### CONSIGNA 1:
Devuelve sin cambios la parte del fragmento sobre cine y nihilismo que va desde "La crisis económica" hasta "patológica adicción sexual.", ambos incluidos.
### CONSIGNA 2:
Según el fragmento sobre cine y nihilismo, indica si cada afirmación es correcta (sí o no) y cita las palabras del fragmento que lo deciden: (a) Béla Tarr ha anunciado que deja el cine después de El caballo de Turín. (b) En El caballo de Turín el viento hace que los personajes se queden en casa varios días. (c) El caballo de Turín está llena de diálogos.

La crisis económica que sacude el mundo está contagiando a la pantalla de cine de sombras nihilistas. Como las que muestra Paul Thomas Anderson en The Master (2012), retrato de un ser a la deriva entregado con desesperación al alcohol, al sexo y a la fe manipuladora. La temporada pasada quedamos conmovidos por esa elegía romántica en torno a la disolución individual y cósmica que proponía Melancolía (Lars von Trier); asistimos a ese cielo lleno de nubes y tormentas apocalípticas que obsesionaba al protagonista de Take shelter (Jeff Nichols); y también fuimos espectadores de la disipación existencial que padece el protagonista de Shame (Steve McQuenn), fruto de su patológica adicción sexual.

En El caballo de Turín (2011) el nihilismo de Nietzsche contagia la atmósfera en que viven sus personajes. Su director, Béla Tarr, que ha anunciado tras esta película su retirada del cine, parte de una escena de la vida del filósofo, narrada con una voz en off sobre fondo negro: en 1889, en una plaza de Turín, Nietzsche se lanza llorando al cuello de un caballo maltratado por su cochero. Este suceso marcó el inicio de su derrumbe psíquico. Tarr abandona entonces al filósofo y se centra en la vida cotidiana del cochero, su hija y el propio caballo. El viento persistente les mantiene recluidos en casa durante varios días, como si la crisis de Nietzsche hubiese impregnado de oscuridad el mundo. Lo interesante de esta película es la renuncia de su director a elaborar un discurso, se limita a filmar, sin apenas diálogos, el vacío que va apoderándose del paisaje que rodea a sus abúlicos personajes: "un gran viento sopla entre los árboles, y por todas partes caen al suelo frutos -verdades", escribió Nietzsche.

### DATOS APORTADOS:
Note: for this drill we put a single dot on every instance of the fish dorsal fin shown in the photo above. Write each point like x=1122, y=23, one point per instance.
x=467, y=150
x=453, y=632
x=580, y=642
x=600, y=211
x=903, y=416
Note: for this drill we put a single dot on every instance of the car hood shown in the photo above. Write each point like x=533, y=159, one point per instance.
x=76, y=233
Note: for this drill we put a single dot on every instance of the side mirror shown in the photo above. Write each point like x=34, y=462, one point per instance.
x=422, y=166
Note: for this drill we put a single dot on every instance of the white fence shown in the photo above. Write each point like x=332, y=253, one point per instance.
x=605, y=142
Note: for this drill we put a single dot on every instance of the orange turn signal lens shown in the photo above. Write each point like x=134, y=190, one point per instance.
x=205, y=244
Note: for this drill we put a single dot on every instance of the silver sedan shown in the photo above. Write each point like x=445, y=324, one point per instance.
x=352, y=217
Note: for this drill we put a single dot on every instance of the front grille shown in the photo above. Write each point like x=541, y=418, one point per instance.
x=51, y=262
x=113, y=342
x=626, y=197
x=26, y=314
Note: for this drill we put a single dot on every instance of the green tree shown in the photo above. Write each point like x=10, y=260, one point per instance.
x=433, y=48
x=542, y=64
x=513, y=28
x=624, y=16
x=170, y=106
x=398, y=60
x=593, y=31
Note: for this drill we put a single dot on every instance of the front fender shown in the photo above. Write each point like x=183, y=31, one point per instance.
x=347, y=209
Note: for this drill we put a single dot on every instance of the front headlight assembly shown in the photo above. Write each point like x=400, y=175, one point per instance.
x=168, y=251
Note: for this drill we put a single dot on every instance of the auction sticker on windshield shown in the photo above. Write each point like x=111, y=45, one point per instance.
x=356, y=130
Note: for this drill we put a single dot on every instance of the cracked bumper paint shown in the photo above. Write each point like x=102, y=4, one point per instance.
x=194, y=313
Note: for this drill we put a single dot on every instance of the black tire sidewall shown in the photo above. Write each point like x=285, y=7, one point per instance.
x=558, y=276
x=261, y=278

### RESPUESTA 1:
La crisis económica que sacude el mundo está contagiando a la pantalla de cine de sombras nihilistas. Como las que muestra Paul Thomas Anderson en The Master (2012), retrato de un ser a la deriva entregado con desesperación al alcohol, al sexo y a la fe manipuladora. La temporada pasada quedamos conmovidos por esa elegía romántica en torno a la disolución individual y cósmica que proponía Melancolía (Lars von Trier); asistimos a ese cielo lleno de nubes y tormentas apocalípticas que obsesionaba al protagonista de Take shelter (Jeff Nichols); y también fuimos espectadores de la disipación existencial que padece el protagonista de Shame (Steve McQuenn), fruto de su patológica adicción sexual.

### RESPUESTA 2:
(a) Sí: "que ha anunciado tras esta película su retirada del cine"
(b) Sí: "El viento persistente les mantiene recluidos en casa durante varios días"
(c) No: "se limita a filmar, sin apenas diálogos"